┌─ Extracted text

But a close read reveals too many incorrect facts, problematic interpretations, as well as a heavy dose of amnesia regarding California’s Native past and present. By page two the misinformation is under way: “Our story of California begins hundreds of years ago with the California Indians.” This sentence manages to both reduce multi-linguistic and self-contained tribal communities to a generic Indian, and diminish their history by a few thousand years.
A well-meaning effort to portray the daily lives of four tribal groups (Cahuilla, Chumash, Miwok, and Hupa) “long ago” is undermined by the assumption that they were static and homogenous, with no internal divisions and no changes over time. The statement that “thousands of California Indians live in our state today” is accompanied by a photograph of a Miwok ceremony “still performed today.” There are no images of Indians looking like you and me in work or school clothes.
Accompanying an illustration of a swashbuckling, and no doubt studious Spaniard on horseback is a euphemistic take on the history of colonialism: “In the 1500s, European countries wanted to learn about new places.” And the vocabulary word for this lesson is “explore.”
Accompanied by an image of now four swashbuckling Spaniards on horseback, the next lesson asks the question, “How did the Spanish change how California Indians [sic] lived?” And “died” would have been appropriate since native populations declined by about one-third in the period of Spanish rule. This time, the vocabulary includes “colony,” ever so nicely defined as “a settlement of people who come from a country to live in another land.” Another key term, “mission,” becomes “a settlement set up by a religious group to teach their religion and other ways of life to native people.” The assumption that Native peoples are godless heathens is reinforced by an image of Chumash on their knees before a padre and giant cross.
The mission system and its founding father, Junípero Serra, get the star treatment. Serra, whose 300th anniversary of his birth will be celebrated this year, is being touted for canonization by the Catholic Church. Our California gives him his own page and a saintly image. The missions themselves, which figure prominently in representations of California iconography, get five images in the book, all of buildings bereft of people. My favorite is an illustration of a “Spanish Mission” that resembles a contemporary Napa Valley spa, complete with “guest rooms,” “workers’ housing,” and “pottery shop and oven.” Not an Indian in sight.

└─
┌─ Information supplied

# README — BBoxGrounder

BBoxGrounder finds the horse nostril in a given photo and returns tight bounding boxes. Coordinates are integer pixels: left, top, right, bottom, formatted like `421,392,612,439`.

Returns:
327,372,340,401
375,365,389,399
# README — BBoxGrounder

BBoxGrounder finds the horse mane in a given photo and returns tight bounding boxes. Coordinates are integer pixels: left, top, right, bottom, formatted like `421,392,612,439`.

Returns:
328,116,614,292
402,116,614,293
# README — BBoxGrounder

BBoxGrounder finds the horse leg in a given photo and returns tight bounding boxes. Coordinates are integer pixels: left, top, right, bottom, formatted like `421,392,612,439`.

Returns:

└─

Task instructions ->
1) Which four tribal groups does the book discussed in the textbook critique attempt to portray?
2) Continue the textbook critique from its last sentence.
The items come from a separate source and have nothing to do with the textbook critique.

Exercise responses ->
1) Cahuilla, Chumash, Miwok, and Hupa

2)
While the textbook acknowledges that “some California Indians” were “forced to give up their way of life” and that “many died from diseases brought over by Europeans,” the overall impression of the missions is positive. Here, “California Indians learned how to farm and make new things.” Presumably, stuck in the Stone Age for ten thousand years, they never got the hang of living off the land. Perhaps they were just lazy, given that the missions needed to teach them how to “work hard.”
On page sixty-three, we learn that under Mexican rule “many California Indians had no land or money,” so ended up working on ranches. But after the war against Mexico in 1848 (described in one sentence as a “gain” in territory), Native peoples disappear from history, only to be reincarnated eighty-two pages and more than a hundred and fifty years later in a section on “tribal government.”
Meanwhile, Our California sidesteps the challenge of teaching young children the history of genocide, mass extermination, human trafficking, and cultural erasure in the aftermath of the Gold Rush. Out of curriculum, out of mind.
No wonder teachers feel frustrated, families are angry, and Native kids rebel against a curriculum that whitewashes their California.